[Point labeling examples]
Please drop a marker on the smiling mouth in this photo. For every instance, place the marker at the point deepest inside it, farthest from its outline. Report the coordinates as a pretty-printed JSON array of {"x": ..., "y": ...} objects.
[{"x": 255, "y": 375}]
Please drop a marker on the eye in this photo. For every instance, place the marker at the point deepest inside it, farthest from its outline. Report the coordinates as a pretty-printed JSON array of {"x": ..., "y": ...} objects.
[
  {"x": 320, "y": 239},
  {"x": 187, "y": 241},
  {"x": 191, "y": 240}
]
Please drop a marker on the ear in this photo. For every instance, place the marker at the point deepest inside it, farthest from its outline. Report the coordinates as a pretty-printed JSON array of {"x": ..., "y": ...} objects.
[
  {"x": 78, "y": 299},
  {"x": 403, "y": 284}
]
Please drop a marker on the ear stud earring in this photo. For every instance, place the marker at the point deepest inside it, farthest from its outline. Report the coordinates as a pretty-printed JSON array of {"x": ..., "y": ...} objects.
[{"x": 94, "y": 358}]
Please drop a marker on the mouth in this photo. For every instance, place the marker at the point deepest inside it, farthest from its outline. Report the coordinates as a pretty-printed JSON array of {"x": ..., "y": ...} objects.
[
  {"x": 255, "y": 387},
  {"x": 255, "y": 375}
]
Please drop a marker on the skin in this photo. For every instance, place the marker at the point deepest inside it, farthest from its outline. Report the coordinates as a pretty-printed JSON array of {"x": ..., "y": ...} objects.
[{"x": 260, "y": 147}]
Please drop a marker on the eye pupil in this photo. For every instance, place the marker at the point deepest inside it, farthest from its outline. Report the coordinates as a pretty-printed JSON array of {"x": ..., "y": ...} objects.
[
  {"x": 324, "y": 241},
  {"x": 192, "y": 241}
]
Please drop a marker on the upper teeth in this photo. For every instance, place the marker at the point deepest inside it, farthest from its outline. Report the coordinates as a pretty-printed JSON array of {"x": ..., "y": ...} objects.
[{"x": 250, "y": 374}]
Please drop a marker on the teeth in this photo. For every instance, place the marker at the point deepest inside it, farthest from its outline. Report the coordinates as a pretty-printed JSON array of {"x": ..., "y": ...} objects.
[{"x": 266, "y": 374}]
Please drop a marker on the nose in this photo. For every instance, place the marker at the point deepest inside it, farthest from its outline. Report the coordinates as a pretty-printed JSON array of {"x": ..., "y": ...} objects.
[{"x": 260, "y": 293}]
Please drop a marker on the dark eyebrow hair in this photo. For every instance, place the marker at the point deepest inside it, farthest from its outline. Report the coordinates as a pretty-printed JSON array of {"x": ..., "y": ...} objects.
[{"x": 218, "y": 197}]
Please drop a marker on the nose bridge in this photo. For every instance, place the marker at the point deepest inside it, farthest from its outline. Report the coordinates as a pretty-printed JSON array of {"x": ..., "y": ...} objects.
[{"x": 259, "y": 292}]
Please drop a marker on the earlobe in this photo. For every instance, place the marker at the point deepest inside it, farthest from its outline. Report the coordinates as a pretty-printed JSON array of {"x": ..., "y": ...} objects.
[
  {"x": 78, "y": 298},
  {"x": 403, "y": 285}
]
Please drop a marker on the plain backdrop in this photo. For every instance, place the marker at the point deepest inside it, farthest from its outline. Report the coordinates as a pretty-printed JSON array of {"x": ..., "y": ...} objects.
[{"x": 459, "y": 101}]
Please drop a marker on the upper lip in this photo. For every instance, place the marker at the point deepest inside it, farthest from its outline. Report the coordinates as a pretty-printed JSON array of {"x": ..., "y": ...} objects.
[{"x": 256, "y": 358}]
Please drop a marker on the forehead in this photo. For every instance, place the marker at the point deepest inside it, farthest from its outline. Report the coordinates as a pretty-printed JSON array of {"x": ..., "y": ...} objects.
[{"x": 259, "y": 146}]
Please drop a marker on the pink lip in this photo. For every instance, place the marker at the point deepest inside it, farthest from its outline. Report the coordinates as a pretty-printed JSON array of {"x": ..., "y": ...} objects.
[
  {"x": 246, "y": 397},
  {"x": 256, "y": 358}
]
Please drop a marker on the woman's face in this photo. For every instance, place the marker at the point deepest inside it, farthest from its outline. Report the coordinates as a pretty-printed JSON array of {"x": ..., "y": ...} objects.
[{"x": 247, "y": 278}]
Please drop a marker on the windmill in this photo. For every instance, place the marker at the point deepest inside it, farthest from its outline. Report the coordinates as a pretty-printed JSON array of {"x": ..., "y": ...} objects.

▸ **Exercise prompt**
Type out the entries again, word for word.

▸ **Result for this task**
Please drop a marker on the smiling mouth in this photo. For every instance, place the marker at the point deepest inside it, farthest from its outline. Report the coordinates as a pretty-printed JSON array of {"x": ..., "y": ...} objects.
[{"x": 255, "y": 375}]
Please drop a marker on the eye in this photo. For every instance, place the marker at the point deepest inside it, farthest from its outline. Report the coordinates as a pretty-printed JSON array of {"x": ..., "y": ...} objects.
[
  {"x": 320, "y": 239},
  {"x": 187, "y": 241},
  {"x": 191, "y": 240}
]
Please drop a marker on the ear in this photo. For every instance, place the marker at the point deepest inside it, farthest from its outline. Report the coordinates as a pretty-printed JSON array of {"x": ..., "y": ...} objects.
[
  {"x": 78, "y": 299},
  {"x": 403, "y": 284}
]
Please drop a marker on the ear stud earring in this photo. For every instance, place the marker at the point deepest inside it, farthest from its outline. Report the coordinates as a pretty-printed JSON array of {"x": ..., "y": ...} objects.
[{"x": 94, "y": 358}]
Please drop a marker on the mouth in this photo. For every instance, place the marker at the point deepest inside it, farthest from its outline. Report the coordinates as a pretty-printed JSON array of {"x": ..., "y": ...} objects.
[
  {"x": 255, "y": 387},
  {"x": 255, "y": 375}
]
Please drop a marker on the skin in this photo. For every instance, place the marker at the point deepest inside it, farthest from its outline. Report the coordinates as a pretty-printed JSON array of {"x": ..., "y": ...} objects.
[{"x": 260, "y": 147}]
Please drop a marker on the eye pupil in this photo. For every instance, place the marker at the point deepest inside it, farthest from its outline. Report the coordinates as a pretty-printed JSON array of {"x": ..., "y": ...} objects.
[
  {"x": 324, "y": 241},
  {"x": 192, "y": 241}
]
Please drop a marker on the upper teeth in this photo. For every instance, place the marker at the point deepest inside it, farthest from its outline. Report the coordinates as a pretty-printed JSON array of {"x": ..., "y": ...} objects.
[{"x": 250, "y": 374}]
Please drop a marker on the teeth in this photo. For every instance, place the marker at the point deepest inside it, farthest from its outline. Report the coordinates as a pretty-printed JSON array of {"x": ..., "y": ...} objects.
[{"x": 266, "y": 374}]
Please drop a marker on the nose in this photo. For every instance, place the marker at the point deepest inside it, farthest from its outline. Report the coordinates as a pretty-printed JSON array of {"x": ..., "y": ...} objects.
[{"x": 260, "y": 293}]
Please drop a marker on the dark eyebrow hair in this photo. For every instance, place the marker at the point deepest inside it, farthest from its outline. Report the coordinates as a pretty-printed JSON array of {"x": ..., "y": ...} objects.
[{"x": 218, "y": 197}]
Please drop a marker on the nose bridge in this photo. For every instance, place the marker at the point deepest inside it, farthest from its outline. Report the coordinates as a pretty-printed JSON array of {"x": ..., "y": ...} objects.
[{"x": 259, "y": 292}]
Please drop a marker on the earlobe in this photo. For every instance, place the marker at the point deepest inside it, farthest from its outline. Report the coordinates as a pretty-printed JSON array of {"x": ..., "y": ...} objects.
[
  {"x": 78, "y": 298},
  {"x": 403, "y": 285}
]
Please drop a marker on the plain backdrop in this photo. For every instance, place the marker at the point deepest inside it, farthest from its outline. Report the coordinates as a pretty-printed JSON array of {"x": ..., "y": ...} objects.
[{"x": 459, "y": 101}]
Please drop a marker on the upper lip in this photo. For every instance, place the marker at the point deepest inside it, farthest from its outline. Report the coordinates as a pretty-printed JSON array of {"x": ..., "y": ...} objects.
[{"x": 256, "y": 358}]
Please drop a marker on the forehead in this photo. For every instance, place the marker at the point deepest inside it, farthest from its outline. Report the coordinates as a pretty-printed JSON array of {"x": ..., "y": ...} objects.
[{"x": 259, "y": 146}]
Please drop a marker on the pink lip in this photo. For every instance, place the marker at the point deepest inside it, farthest from its outline. Report the coordinates as a pretty-printed JSON array of {"x": ..., "y": ...} objects.
[
  {"x": 246, "y": 397},
  {"x": 256, "y": 358}
]
Please drop a marker on the woman's face in this photo. For every instance, place the marker at the point deepest inside it, farthest from its outline. Report the coordinates as a pretty-printed JSON array of {"x": ..., "y": ...} objects.
[{"x": 247, "y": 278}]
Please drop a marker on the windmill in this photo. For every instance, place the marker at the point deepest inside it, farthest from its outline. Report the coordinates as a pretty-printed JSON array of {"x": ..., "y": ...} objects.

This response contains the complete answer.